• WORK INSTRUCTION: Repeat every record exactly.

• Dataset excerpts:

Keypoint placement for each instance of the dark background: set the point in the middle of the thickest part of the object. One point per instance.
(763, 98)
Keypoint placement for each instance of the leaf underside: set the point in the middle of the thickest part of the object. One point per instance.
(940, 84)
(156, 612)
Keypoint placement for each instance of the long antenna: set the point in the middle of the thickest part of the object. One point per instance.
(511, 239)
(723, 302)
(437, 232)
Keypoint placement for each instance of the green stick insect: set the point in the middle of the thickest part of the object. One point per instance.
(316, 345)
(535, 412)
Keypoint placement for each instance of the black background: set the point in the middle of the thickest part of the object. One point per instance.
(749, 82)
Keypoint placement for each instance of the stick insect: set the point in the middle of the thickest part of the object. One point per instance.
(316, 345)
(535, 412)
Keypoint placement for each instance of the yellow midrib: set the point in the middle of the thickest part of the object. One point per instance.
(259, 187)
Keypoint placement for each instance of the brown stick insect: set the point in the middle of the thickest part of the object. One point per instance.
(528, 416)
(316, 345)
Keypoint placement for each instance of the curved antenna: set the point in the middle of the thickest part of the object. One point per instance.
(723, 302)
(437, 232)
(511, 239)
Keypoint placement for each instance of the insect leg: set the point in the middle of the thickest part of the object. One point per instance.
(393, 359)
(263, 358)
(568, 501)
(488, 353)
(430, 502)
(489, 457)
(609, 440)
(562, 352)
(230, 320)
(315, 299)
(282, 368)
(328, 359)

• OUTPUT BELOW:
Keypoint placement for each instance of the dark background: set the point in the middle of the thickest part of the object. One point per instance.
(763, 98)
Keypoint placement for each instance of the leaf underside: set the point in the middle of the thickest part of the object. One point per instance.
(940, 84)
(156, 612)
Keypoint placement for each instance of the long antenna: set the point in the middle of the thickest part of the object. One point per instance.
(511, 239)
(723, 302)
(437, 232)
Keypoint placement for each instance of the green stick insect: set the point in the middle of the thickest part of the object. One point per instance.
(316, 345)
(535, 412)
Keypoint placement for each instance of the black background: set the point in the middle of the thickest part of the object. One point per instance.
(749, 82)
Keypoint placement for each instance of the stick insect: set the point in the middle of the thickest part of the object. One point per instance.
(316, 345)
(535, 412)
Keypoint placement for each instance of the yellow midrib: set the point in the middle of the thickest part of the object. One point per instance.
(259, 187)
Keypoint placement for each instance of the brown stick insect: set the point in the middle of the thickest part of the object. One point per instance.
(528, 416)
(316, 345)
Keypoint placement for each instance of the curved antenna: set the point in the middle of the thickest part of the object. One point per instance.
(723, 302)
(437, 232)
(511, 239)
Keypoint placement for each instance of the insect leg: set the point in the middle of the thickest part of the object. One point per instance.
(393, 359)
(263, 358)
(568, 501)
(488, 353)
(430, 502)
(489, 457)
(609, 440)
(562, 352)
(230, 320)
(315, 299)
(282, 368)
(328, 359)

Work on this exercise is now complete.